- [EXTRACTED RECORDS]
☆ ☆ ☆ ☆
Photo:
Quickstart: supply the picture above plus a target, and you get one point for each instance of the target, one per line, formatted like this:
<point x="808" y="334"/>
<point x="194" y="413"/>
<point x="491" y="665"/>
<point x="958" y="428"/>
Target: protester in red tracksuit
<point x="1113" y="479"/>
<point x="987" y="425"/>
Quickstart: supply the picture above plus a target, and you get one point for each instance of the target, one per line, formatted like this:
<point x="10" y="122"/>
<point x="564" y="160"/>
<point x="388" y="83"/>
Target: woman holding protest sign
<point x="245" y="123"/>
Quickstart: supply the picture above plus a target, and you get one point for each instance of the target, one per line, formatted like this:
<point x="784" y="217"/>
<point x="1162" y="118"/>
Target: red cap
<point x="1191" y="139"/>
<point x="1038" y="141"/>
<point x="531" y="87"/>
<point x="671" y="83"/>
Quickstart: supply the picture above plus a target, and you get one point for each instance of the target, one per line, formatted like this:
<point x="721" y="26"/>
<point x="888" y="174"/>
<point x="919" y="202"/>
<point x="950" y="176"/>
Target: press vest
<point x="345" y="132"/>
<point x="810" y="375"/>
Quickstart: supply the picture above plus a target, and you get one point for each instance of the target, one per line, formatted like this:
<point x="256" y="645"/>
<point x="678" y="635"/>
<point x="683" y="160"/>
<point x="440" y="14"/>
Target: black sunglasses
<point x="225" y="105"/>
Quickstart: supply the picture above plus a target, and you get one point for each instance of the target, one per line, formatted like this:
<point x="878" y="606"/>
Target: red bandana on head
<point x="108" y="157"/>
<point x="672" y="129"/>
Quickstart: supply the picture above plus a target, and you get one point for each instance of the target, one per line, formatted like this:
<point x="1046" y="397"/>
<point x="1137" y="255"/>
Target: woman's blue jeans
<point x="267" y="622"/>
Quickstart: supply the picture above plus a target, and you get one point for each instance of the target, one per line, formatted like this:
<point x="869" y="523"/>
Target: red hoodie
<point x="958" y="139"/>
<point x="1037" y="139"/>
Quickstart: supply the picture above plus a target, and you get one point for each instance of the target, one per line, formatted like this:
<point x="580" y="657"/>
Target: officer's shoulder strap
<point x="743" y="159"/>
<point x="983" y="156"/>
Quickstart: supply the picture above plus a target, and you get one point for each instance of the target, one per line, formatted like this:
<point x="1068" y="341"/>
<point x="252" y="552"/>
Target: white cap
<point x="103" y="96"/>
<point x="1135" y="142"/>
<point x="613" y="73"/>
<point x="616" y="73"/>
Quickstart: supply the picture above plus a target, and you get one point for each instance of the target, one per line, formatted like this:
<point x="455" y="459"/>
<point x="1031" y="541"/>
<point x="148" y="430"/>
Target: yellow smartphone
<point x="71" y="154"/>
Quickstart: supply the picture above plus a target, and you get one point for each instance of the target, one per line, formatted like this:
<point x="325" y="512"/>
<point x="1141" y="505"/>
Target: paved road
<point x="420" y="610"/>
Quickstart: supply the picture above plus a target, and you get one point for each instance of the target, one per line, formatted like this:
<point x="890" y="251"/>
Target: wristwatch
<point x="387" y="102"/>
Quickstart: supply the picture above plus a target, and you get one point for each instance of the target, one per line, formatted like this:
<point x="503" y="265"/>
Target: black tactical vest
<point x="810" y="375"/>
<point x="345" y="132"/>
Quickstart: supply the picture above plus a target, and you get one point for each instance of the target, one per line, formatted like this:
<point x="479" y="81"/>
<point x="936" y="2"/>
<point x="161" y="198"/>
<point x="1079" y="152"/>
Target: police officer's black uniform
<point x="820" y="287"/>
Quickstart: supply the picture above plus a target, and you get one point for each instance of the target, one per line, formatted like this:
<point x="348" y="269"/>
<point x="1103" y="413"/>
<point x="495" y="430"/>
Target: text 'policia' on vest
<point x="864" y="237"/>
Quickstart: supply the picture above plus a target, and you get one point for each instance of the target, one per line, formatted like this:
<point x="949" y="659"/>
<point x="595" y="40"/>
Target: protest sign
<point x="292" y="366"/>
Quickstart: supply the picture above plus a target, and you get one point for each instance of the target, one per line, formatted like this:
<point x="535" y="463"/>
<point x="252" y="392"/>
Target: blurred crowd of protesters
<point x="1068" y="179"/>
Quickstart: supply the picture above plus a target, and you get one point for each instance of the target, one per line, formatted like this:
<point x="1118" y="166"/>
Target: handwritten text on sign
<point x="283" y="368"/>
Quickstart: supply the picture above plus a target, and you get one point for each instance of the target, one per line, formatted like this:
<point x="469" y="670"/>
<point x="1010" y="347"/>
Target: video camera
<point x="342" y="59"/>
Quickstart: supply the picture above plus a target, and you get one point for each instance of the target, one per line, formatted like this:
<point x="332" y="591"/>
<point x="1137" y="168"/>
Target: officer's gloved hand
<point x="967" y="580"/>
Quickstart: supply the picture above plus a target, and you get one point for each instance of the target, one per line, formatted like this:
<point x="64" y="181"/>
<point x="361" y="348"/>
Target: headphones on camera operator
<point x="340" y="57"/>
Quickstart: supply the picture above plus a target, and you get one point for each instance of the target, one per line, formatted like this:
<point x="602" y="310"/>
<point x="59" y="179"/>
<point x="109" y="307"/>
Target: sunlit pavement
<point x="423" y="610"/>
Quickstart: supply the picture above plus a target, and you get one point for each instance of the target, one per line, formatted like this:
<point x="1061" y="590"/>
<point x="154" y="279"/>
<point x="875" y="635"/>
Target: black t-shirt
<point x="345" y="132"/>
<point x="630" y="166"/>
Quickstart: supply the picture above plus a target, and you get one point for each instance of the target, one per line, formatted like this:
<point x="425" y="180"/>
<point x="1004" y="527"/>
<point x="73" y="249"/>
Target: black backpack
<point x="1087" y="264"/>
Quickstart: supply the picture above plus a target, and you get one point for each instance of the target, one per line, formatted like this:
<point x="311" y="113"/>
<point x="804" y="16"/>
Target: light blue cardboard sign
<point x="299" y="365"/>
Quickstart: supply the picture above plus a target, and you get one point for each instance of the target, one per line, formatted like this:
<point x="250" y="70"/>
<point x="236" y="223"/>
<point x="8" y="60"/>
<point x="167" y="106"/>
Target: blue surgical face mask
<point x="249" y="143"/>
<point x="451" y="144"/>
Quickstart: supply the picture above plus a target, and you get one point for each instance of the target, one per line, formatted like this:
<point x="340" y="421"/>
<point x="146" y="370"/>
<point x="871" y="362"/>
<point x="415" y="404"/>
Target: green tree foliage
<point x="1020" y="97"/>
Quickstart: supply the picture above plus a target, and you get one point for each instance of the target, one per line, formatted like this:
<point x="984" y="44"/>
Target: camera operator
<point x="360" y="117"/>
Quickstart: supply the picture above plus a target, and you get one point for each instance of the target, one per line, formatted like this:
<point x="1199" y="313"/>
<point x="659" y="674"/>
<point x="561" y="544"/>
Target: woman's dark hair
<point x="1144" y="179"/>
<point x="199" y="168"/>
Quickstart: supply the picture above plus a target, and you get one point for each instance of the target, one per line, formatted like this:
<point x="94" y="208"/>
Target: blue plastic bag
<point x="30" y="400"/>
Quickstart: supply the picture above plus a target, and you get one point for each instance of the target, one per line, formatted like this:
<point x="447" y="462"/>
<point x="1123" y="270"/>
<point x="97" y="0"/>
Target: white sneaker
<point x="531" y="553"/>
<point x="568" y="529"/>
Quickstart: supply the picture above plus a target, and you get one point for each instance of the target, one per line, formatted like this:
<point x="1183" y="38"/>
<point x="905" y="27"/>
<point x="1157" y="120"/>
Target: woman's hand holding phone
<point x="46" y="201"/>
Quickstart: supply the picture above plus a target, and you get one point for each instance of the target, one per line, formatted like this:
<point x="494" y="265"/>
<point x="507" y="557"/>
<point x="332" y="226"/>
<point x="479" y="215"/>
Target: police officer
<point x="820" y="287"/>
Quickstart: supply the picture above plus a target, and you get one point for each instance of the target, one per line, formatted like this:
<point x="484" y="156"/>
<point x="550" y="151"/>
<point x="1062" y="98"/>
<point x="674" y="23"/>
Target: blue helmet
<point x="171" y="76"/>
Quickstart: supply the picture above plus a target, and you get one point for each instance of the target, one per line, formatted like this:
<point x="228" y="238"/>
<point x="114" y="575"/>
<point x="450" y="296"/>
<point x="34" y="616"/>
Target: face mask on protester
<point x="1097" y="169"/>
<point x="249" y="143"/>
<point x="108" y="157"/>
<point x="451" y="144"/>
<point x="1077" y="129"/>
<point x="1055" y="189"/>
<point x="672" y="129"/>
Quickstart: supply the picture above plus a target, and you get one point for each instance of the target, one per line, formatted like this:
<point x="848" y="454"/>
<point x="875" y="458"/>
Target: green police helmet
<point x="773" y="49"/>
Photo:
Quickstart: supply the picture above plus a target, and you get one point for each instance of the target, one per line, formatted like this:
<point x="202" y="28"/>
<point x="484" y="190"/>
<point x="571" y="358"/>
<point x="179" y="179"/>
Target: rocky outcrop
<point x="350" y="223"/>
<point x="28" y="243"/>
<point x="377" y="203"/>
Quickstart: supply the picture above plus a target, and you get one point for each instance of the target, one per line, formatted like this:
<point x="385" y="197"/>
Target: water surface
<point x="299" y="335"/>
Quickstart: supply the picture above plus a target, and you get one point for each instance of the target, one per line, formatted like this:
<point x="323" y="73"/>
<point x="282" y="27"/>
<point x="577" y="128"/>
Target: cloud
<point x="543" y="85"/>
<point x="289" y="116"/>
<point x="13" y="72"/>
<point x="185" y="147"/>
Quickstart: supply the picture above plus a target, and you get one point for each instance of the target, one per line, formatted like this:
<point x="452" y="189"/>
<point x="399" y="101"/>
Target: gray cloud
☆ ☆ ☆ ☆
- [WORK REQUEST]
Set down exactly the line that holds "Target: water surface" and all lines after it to the end of the data.

- [EXPECTED OUTPUT]
Target: water surface
<point x="299" y="335"/>
Quickstart: supply the picture above plus a target, and you get one point for each instance of the target, one per line, formatted like this:
<point x="323" y="73"/>
<point x="282" y="27"/>
<point x="577" y="128"/>
Target: cloud
<point x="543" y="85"/>
<point x="289" y="116"/>
<point x="13" y="72"/>
<point x="185" y="147"/>
Quickstart: supply the picture above plus a target, and you get one point for each instance of the target, one per line, formatted like this:
<point x="452" y="189"/>
<point x="399" y="101"/>
Target: gray cloud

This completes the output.